» Page

+---+

The resulting route patterns are very different. Some have a rational structure, covering their catchment area as efficiently as possible, with new suburbs being planned with tramlines integral to their layout – such is the case in Amsterdam. Bordeaux and Montpellier have built comprehensive networks, based on radial routes with numerous interconnections, within the last two decades. Some systems serve only parts of their cities, with Berlin being the prime example, owing to the fact that trams survived the city's political division only in the Eastern part. Other systems have ended up with a rather random route map, for instance when some previous operating companies have ceased operation (as with the tramways vicinaux/buurtspoorwegen in Brussels) or where isolated outlying lines have been preserved (as on the eastern fringe of Berlin). In Rome, the remnant of the system comprises 3 isolated radial routes, not connecting in the ancient city centre, but linked by a ring route. Some apparently anomalous lines continue in operation where a new line would not on rational grounds be built, because it is much more costly to build a new line than continue operating an existing one.

In some places, the opportunity is taken when roads are being repaved to lay tramlines (though without erecting overhead cables) even though no service is immediately planned: such is the case in Leipzigerstraße in Berlin, the Haarlemmer Houttuinen in Amsterdam, and Botermarkt in Ghent.

Cross-border trams
Tram systems operate across national borders in Basel (from Switzerland into France and Germany), Geneva (from Switzerland into France) and Strasbourg (from France into Germany). A planned line linking Hasselt (Belgium) with Maastricht (Netherlands) was cancelled in June 2022.

Track

Tramway track can have different rail profiles to accommodate the various operating environments of the vehicle. They may be embedded into concrete for street-running operation, or use standard ballasted track with railroad ties on high-speed sections. A more ecological solution is to embed tracks into grass turf, an approach known as green track.

Tramway tracks use a grooved rail with a groove designed for tramway or railway track in pavement or grassed surfaces (grassed track or track in a lawn). The rail has the railhead on one side and the guard on the other. The guard provides accommodation for the flange. The guard carries no weight, but may act as a checkrail. Grooved rail was invented in 1852 by Alphonse Loubat, a French inventor who developed improvements in tram and rail equipment, and helped develop tram lines in New York City and Paris.  The invention of grooved rail enabled tramways to be laid without causing a nuisance to other road users, except unsuspecting cyclists, who could get their wheels caught in the groove.  The grooves may become filled with gravel and dirt (particularly if infrequently used or after a period of idleness) and need clearing from time to time, this being done by a "scrubber" tram.  Failure to clear the grooves can lead to a bumpy ride for the passengers, damage to either wheel or rail and possibly derailing.

+---+

» Data
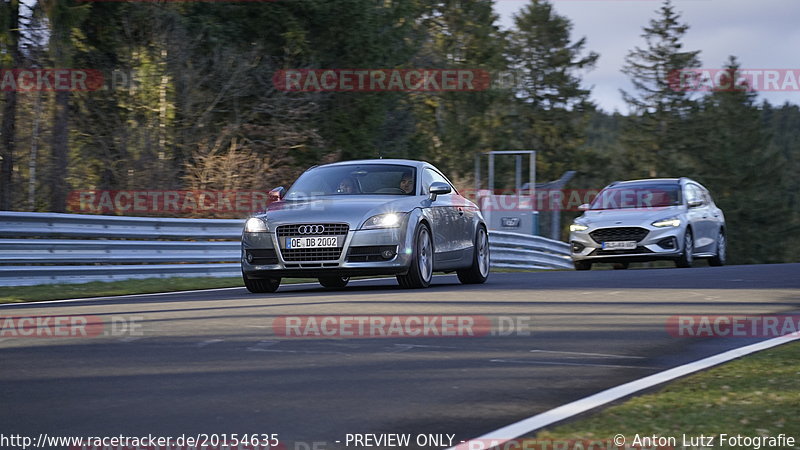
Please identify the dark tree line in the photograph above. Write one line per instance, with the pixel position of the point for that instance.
(189, 103)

+---+

» Written tasks
1. Answer these from the text on tramways:
(a) Which three cities have tram systems that cross national borders?
(b) Who invented grooved rail, and in what year?
(c) What is the tram that clears the grooves called?
2. Reproduce word for word the part of the tramway text that opens with the words containing "In some places, the" and closes with "Botermarkt in Ghent.".
3. Extend the text on tramways, picking up after its final sentence.
The data was taken from a separate source.

» Replies
1.
(a) Basel, Geneva and Strasbourg
(b) Alphonse Loubat, in 1852
(c) A "scrubber" tram

2.
In some places, the opportunity is taken when roads are being repaved to lay tramlines (though without erecting overhead cables) even though no service is immediately planned: such is the case in Leipzigerstraße in Berlin, the Haarlemmer Houttuinen in Amsterdam, and Botermarkt in Ghent.

3.
In narrow situations double-track tram lines sometimes reduce to single track, or, to avoid switches, have the tracks interlaced, e.g. in the Leidsestraat in Amsterdam on three short stretches (see map detail); this is known as interlaced or gauntlet track. There is a UK example of interlaced track on the Tramlink, just west of Mitcham Station, where the formation is narrowed by an old landslip causing an obstruction. (See photo in Tramlink entry).

Track gauge

Historically, the track gauge has had considerable variations, with narrow gauge common in many early systems. However, most light rail systems are now standard gauge. An important advantage of standard gauge is that standard railway maintenance equipment can be used on it, rather than custom-built machinery. Using standard gauge also allows light rail vehicles to be delivered and relocated conveniently using freight railways and locomotives.

Another factor favoring standard gauge is that low-floor vehicles are becoming popular, and there is generally insufficient space for wheelchairs to move between the wheels in a narrow gauge layout. Standard gauge also enables – at least in theory – a larger choice of manufacturers and thus lower procurement costs for new vehicles. However, other factors such as electrification or loading gauge for which there is more variation may require costly custom built units regardless.

Tram stop

Tram stops may be similar to bus stops in design and use, particularly in street-running sections, where in some cases other vehicles are legally required to stop clear of the tram doors. Some stops may resemble to railway platforms, particularly in private right-of-way sections and where trams are boarded at standard railway platform height, as opposed to using steps at the doorway or low-floor trams.

Manufacturing
Approximately 5,000 new trams are manufactured each year. As of February 2017, 4,478 new trams were on order from their makers, with options being open for a further 1,092.

The main manufacturers are:

Debate

Advantages

 Trams (and road public transport in general) can be much more efficient in terms of road usage than cars – one vehicle replaces about 40 cars (which take up a far larger area of road space).
 Vehicles run more efficiently compared to similar vehicles that use rubber tyres, since the rolling resistance of steel on steel is lower than rubber on asphalt.
 Being guided by rails means that even very long tram units can navigate tight, winding city streets that are inaccessible to long buses.
 Tram vehicles are very durable, with some being in continuous revenue service for more than fifty years. This is especially true compared to internal combustion buses, which tend to require high amounts of maintenance and break down after less than 20 years, mostly due to the vibrations of the engine.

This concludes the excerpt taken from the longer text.